The problem.
In the listing below, locate the line containing "Annotation task — mark the clump"; reproduce that line and all lines that follow it, unchanged.

··· Input material ···

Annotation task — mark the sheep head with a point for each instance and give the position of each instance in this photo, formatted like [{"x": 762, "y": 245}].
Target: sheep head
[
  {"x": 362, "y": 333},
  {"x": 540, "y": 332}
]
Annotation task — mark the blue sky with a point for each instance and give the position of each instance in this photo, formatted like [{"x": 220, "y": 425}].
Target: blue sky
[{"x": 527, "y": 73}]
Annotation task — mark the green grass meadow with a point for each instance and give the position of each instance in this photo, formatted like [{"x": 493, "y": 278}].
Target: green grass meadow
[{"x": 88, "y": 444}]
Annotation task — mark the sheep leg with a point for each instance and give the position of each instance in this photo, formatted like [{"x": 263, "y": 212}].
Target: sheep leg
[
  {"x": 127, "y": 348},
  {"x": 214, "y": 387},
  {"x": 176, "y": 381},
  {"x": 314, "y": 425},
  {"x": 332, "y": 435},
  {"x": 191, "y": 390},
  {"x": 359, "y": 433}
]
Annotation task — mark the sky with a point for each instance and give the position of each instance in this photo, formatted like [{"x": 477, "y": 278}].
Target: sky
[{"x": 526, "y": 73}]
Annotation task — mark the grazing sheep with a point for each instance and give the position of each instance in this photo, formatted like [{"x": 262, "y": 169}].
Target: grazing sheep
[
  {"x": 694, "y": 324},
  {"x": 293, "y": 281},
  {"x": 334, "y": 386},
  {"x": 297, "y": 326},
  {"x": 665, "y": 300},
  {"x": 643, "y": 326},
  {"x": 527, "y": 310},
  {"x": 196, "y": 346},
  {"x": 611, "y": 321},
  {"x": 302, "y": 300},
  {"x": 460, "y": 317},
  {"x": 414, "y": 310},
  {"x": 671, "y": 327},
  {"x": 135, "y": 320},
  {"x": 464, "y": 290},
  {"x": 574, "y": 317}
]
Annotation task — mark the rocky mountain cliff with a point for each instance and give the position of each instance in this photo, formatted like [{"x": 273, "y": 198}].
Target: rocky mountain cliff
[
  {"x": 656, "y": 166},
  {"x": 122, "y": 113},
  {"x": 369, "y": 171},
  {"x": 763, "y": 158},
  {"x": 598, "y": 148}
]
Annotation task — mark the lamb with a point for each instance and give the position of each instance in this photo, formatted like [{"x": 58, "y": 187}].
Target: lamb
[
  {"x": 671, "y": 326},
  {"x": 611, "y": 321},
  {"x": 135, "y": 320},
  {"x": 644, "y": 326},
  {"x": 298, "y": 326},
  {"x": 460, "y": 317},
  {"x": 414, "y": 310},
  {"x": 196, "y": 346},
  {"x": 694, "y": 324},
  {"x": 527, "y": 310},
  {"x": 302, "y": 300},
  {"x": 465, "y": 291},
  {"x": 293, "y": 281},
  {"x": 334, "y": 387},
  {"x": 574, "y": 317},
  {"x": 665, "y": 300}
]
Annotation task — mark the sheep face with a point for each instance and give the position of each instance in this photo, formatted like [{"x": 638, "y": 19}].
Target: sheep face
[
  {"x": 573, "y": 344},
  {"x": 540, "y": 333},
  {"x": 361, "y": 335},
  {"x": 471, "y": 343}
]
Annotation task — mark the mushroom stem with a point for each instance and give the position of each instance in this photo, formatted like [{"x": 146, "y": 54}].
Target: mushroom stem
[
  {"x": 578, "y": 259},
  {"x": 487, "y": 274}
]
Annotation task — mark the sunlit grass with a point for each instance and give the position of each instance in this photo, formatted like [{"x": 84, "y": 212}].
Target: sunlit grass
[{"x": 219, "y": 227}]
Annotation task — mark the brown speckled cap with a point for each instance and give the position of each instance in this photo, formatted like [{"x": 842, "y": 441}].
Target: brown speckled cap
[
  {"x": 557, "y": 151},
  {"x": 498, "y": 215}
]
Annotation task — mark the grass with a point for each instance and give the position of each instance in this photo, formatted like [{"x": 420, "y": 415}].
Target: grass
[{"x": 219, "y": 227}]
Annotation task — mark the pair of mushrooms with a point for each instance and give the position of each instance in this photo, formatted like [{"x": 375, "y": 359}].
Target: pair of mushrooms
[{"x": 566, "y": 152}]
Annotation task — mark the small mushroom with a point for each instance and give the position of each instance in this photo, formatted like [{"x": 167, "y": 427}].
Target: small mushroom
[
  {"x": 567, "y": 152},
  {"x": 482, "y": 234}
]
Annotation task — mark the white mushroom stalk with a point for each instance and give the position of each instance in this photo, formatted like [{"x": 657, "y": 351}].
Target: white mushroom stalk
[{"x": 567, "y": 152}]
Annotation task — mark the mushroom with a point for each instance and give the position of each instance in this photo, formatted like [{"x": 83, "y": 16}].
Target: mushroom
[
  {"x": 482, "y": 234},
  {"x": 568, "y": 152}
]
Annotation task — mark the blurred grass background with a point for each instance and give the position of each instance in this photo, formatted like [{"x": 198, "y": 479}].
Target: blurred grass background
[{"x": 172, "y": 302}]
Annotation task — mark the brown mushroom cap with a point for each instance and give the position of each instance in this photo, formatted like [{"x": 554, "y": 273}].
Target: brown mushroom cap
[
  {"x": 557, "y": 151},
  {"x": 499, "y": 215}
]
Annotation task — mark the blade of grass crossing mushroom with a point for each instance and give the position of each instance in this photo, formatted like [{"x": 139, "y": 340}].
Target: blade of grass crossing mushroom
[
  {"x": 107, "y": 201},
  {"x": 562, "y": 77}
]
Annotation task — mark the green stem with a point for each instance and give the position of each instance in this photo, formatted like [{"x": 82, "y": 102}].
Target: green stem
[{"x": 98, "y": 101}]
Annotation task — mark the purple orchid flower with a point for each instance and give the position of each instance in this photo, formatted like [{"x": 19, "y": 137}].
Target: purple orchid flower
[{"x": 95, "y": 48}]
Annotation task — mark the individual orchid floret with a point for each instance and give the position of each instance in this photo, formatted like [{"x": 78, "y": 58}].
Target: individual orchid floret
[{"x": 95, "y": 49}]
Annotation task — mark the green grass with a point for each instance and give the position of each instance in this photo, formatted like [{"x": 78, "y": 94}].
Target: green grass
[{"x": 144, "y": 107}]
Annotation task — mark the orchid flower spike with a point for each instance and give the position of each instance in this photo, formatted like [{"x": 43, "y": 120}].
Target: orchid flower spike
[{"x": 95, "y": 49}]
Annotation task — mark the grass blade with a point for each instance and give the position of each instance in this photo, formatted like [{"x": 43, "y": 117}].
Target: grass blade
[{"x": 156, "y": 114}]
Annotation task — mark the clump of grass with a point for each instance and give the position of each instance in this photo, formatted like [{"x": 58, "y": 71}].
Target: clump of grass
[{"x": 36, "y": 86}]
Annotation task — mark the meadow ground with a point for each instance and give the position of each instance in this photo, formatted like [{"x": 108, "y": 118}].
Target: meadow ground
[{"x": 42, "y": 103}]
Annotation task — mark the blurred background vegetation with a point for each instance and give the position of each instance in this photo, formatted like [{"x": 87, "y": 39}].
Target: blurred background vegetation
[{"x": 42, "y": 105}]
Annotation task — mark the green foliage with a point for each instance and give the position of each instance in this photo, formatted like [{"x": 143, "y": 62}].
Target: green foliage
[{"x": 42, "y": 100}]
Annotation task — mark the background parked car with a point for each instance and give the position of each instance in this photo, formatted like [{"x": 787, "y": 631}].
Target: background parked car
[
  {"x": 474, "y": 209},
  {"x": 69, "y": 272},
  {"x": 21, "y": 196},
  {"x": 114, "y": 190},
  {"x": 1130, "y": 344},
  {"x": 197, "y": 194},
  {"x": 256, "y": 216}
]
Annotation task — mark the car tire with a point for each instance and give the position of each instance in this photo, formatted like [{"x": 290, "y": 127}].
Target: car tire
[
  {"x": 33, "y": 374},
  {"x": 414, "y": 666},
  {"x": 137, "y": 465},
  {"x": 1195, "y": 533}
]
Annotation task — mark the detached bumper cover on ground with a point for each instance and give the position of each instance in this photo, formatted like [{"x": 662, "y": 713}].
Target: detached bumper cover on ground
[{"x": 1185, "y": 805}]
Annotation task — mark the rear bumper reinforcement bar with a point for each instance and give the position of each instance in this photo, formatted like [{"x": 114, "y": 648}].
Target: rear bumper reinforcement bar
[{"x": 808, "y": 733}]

···

Completed task.
Annotation task — mark the clump of grass with a point for each instance and give the position of each instance in this photo, formatted like [{"x": 58, "y": 71}].
Target: clump of grass
[{"x": 36, "y": 86}]
Annotation task — mark the meadow ground with a point for each instance and give the position of each instance in this photo, formatted like [{"x": 108, "y": 118}].
Target: meadow ground
[{"x": 42, "y": 103}]
Annotation task — mark the blurred background vegetation with a point for each instance and give the position of each instance in this photo, formatted like [{"x": 87, "y": 39}].
Target: blurred background vegetation
[{"x": 42, "y": 105}]
Annotation task — mark the green foliage with a point for each instance and give the position of each instance in this photo, formatted like [{"x": 143, "y": 62}].
Target: green foliage
[{"x": 42, "y": 100}]
Annotation task — mark the background parked car with a point for each instance and give the position of each instance in this photo, formatted like [{"x": 787, "y": 631}].
Target: background parked car
[
  {"x": 474, "y": 209},
  {"x": 69, "y": 272},
  {"x": 21, "y": 196},
  {"x": 114, "y": 190},
  {"x": 1130, "y": 344},
  {"x": 197, "y": 194},
  {"x": 256, "y": 216}
]
Annotation task — mark the car tire with a point for each instance and give the position of each instance in this photo, formatted like [{"x": 290, "y": 127}].
Target: car tire
[
  {"x": 33, "y": 374},
  {"x": 414, "y": 666},
  {"x": 137, "y": 465},
  {"x": 1195, "y": 533}
]
Annotation task — mark the detached bumper cover on ground with a point for each instance and give the position of each instance in this photo, formatted like [{"x": 662, "y": 713}].
Target: detached bumper cover on ground
[{"x": 1185, "y": 805}]
Annotation task — mark the rear bumper reinforcement bar with a point for each instance and give the position of each instance in this photo, formatted like [{"x": 114, "y": 648}].
Target: rear bumper reinforcement bar
[{"x": 808, "y": 733}]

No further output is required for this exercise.